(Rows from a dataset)
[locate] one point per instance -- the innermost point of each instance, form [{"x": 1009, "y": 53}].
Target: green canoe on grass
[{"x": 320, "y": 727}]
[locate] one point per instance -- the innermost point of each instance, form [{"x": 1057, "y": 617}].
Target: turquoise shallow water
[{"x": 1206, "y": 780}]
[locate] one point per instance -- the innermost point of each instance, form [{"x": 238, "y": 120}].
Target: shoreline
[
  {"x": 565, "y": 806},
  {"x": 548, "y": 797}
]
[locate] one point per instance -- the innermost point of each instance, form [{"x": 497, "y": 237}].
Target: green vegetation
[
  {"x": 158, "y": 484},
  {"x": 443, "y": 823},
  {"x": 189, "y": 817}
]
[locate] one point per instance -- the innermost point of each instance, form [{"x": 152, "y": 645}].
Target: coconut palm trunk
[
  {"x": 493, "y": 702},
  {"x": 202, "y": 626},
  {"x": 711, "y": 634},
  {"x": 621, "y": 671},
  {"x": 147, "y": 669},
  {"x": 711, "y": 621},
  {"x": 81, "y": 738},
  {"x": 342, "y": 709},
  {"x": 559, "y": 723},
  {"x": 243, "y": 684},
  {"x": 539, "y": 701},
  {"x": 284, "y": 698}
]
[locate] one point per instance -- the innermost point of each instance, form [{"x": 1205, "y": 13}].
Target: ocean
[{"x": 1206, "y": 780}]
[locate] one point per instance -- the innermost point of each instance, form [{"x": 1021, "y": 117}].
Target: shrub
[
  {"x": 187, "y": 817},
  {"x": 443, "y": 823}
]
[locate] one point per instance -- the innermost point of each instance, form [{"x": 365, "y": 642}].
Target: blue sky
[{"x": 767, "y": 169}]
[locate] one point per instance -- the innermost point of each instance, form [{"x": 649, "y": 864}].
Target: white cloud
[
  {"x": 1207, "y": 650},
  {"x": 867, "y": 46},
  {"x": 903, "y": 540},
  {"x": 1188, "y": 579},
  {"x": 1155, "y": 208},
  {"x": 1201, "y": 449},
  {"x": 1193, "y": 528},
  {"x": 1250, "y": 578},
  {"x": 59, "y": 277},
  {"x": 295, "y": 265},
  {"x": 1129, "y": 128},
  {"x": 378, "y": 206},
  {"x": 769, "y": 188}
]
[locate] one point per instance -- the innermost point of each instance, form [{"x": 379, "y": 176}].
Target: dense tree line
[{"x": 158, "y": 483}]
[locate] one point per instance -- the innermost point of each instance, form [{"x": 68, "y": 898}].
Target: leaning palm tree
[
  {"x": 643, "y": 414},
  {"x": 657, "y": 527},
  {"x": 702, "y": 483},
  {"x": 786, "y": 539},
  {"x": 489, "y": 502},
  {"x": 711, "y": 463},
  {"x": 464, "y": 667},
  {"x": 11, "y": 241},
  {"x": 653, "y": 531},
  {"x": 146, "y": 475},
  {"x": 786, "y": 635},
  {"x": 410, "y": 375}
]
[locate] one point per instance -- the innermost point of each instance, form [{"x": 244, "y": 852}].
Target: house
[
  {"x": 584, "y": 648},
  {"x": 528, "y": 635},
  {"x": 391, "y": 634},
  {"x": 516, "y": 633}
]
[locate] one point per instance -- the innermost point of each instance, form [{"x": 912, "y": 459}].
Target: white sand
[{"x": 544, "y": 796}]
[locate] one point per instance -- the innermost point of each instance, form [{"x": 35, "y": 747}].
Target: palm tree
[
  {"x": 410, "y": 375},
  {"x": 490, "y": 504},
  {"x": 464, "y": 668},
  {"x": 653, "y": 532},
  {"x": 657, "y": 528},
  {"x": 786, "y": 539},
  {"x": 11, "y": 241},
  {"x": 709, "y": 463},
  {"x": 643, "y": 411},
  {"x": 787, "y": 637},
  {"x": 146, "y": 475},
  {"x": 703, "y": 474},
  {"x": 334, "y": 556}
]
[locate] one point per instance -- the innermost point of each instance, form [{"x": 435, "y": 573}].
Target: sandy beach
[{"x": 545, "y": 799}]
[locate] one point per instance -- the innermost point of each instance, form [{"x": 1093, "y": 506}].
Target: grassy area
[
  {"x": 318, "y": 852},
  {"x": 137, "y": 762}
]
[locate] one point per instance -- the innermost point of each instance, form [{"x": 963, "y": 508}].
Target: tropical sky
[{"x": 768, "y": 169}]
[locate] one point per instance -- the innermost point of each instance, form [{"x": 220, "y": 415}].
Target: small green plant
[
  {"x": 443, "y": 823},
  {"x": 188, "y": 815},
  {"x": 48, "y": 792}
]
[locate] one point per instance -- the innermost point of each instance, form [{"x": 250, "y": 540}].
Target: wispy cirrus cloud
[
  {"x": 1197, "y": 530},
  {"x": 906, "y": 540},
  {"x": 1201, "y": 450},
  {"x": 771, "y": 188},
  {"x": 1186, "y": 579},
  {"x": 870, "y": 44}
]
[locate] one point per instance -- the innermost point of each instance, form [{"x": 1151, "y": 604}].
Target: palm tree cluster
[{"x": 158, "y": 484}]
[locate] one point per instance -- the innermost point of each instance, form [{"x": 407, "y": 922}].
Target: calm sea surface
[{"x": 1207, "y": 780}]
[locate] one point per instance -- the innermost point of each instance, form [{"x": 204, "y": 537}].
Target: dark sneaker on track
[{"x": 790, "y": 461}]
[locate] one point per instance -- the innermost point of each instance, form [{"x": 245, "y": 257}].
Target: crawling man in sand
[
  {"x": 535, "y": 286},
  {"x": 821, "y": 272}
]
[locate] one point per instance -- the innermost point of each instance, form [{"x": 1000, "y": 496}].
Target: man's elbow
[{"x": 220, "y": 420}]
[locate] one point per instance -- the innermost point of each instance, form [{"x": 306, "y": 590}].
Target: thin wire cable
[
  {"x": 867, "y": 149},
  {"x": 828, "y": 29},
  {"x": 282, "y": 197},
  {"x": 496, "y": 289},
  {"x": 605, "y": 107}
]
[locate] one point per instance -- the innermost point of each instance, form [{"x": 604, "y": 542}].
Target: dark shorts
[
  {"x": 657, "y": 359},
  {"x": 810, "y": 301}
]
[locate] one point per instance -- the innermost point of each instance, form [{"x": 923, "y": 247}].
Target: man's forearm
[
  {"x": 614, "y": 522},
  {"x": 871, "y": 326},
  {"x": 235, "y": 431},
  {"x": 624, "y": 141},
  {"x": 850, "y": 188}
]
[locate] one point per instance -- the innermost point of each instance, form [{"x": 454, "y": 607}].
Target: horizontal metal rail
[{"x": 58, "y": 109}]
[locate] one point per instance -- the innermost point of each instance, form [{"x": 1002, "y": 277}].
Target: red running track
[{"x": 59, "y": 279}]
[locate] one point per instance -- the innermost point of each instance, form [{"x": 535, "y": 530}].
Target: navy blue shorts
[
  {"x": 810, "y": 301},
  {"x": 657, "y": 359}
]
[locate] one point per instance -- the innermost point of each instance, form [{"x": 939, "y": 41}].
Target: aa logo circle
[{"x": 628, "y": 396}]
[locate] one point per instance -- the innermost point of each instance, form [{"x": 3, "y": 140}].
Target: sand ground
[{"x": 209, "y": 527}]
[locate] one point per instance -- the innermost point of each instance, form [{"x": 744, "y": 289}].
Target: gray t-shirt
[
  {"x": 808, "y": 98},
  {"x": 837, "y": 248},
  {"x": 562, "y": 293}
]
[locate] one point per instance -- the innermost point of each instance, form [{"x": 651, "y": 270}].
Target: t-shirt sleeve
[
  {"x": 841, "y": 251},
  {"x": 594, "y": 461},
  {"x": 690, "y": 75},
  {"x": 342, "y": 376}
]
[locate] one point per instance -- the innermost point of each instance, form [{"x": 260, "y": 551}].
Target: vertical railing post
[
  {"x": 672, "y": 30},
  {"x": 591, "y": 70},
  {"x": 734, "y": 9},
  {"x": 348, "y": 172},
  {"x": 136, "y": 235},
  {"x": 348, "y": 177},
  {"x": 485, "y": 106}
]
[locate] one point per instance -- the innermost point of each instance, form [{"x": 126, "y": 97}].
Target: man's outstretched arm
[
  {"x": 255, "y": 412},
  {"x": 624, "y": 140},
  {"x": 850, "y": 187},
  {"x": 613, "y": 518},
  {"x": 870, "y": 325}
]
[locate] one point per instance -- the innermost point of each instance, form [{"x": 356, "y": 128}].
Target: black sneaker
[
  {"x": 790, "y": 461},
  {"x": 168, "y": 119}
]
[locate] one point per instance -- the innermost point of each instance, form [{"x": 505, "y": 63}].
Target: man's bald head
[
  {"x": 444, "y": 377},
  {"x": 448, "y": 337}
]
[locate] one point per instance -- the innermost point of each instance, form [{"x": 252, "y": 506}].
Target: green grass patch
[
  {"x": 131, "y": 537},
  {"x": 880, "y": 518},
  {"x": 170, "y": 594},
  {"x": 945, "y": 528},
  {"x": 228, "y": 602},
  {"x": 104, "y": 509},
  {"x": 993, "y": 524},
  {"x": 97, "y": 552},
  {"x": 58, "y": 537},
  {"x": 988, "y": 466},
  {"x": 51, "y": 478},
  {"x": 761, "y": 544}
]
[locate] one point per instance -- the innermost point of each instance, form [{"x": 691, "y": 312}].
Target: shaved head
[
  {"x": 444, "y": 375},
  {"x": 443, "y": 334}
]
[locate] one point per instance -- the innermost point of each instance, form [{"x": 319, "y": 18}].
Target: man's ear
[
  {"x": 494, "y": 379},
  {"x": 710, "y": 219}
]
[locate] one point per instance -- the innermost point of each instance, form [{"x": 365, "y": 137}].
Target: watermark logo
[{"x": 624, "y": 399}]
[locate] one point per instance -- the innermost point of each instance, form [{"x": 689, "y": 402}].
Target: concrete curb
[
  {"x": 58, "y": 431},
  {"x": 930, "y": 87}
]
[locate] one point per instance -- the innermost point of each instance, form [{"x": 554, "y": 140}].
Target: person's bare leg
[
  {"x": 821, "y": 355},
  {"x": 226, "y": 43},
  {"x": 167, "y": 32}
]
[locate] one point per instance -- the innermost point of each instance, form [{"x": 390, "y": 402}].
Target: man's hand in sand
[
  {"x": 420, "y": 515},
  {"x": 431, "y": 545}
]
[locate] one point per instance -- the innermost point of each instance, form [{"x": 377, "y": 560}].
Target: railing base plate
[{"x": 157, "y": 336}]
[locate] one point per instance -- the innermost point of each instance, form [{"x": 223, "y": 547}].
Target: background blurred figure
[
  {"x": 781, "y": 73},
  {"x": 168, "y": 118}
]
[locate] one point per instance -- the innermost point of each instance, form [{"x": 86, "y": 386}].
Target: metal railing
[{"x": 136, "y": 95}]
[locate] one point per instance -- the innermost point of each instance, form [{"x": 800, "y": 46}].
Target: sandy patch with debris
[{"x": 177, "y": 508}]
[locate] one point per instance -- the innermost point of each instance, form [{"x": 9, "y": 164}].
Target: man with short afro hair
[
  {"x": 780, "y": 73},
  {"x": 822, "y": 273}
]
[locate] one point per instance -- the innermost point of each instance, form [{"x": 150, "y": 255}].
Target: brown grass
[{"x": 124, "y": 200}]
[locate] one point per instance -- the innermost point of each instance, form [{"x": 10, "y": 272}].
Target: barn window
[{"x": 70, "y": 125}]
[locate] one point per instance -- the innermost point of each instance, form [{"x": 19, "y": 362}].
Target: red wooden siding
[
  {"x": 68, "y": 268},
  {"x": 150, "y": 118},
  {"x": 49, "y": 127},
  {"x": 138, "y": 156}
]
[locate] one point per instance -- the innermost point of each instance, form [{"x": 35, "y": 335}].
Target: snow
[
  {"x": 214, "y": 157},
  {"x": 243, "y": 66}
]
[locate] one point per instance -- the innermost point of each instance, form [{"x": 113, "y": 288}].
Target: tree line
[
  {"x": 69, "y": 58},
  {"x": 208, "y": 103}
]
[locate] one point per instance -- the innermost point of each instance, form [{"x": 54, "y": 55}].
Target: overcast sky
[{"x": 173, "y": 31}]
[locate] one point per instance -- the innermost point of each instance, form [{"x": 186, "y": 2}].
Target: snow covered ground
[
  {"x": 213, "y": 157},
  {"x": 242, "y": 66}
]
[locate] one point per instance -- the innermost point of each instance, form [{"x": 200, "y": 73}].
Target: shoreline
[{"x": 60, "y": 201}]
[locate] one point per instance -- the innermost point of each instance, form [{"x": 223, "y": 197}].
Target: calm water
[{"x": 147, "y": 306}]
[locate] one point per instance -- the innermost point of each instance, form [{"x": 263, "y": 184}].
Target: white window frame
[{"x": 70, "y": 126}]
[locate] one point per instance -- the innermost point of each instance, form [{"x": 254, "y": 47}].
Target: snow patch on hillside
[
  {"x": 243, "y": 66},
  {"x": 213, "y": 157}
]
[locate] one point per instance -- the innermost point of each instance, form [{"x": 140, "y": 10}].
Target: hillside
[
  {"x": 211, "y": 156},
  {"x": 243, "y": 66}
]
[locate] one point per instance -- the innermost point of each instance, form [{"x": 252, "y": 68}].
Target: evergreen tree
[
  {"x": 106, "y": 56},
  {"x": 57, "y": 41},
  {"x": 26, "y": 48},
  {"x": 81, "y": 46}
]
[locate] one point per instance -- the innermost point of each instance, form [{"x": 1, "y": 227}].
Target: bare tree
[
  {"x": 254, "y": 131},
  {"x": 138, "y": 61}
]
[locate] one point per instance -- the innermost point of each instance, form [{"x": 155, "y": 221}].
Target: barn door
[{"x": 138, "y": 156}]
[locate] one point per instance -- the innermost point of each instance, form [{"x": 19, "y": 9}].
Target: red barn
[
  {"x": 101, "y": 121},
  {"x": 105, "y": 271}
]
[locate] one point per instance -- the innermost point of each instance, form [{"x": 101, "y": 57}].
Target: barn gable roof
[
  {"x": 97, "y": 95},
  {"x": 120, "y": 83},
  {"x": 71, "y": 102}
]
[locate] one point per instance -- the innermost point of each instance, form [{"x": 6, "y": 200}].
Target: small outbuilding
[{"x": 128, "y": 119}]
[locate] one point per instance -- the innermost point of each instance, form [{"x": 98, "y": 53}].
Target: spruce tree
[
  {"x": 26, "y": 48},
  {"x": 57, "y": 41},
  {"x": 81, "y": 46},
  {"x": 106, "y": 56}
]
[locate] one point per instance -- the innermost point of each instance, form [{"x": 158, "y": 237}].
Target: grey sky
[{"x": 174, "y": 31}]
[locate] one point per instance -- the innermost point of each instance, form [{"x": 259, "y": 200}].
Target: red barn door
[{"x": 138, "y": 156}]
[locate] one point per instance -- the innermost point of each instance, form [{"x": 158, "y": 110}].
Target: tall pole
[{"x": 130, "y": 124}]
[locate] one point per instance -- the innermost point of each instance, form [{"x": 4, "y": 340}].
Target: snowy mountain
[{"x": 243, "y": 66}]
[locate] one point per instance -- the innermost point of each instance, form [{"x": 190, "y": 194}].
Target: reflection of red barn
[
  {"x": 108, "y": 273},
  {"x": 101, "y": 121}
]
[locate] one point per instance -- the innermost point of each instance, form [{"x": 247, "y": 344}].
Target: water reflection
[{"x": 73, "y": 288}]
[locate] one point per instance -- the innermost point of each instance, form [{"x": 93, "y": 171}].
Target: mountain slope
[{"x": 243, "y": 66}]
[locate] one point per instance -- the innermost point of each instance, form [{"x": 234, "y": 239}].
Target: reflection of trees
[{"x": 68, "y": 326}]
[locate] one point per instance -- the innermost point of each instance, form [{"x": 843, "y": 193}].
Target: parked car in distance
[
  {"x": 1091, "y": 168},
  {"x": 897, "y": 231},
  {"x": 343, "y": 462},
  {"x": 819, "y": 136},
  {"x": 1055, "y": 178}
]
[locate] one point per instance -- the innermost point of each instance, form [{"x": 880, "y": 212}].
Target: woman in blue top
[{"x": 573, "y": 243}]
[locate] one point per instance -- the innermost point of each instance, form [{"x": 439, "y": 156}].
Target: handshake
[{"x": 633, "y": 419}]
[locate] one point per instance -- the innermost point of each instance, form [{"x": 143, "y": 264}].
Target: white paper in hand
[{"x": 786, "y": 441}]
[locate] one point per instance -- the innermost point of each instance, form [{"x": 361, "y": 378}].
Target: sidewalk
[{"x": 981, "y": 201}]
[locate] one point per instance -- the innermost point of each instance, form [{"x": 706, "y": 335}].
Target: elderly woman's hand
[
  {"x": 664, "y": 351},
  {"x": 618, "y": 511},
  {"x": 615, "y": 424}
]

=== YOUR OBJECTIVE ===
From the listing above, pick out every line containing the word "head" and copy each one.

=== SOLUTION TO THIS EXERCISE ===
Target: man's bald head
Target: shaved head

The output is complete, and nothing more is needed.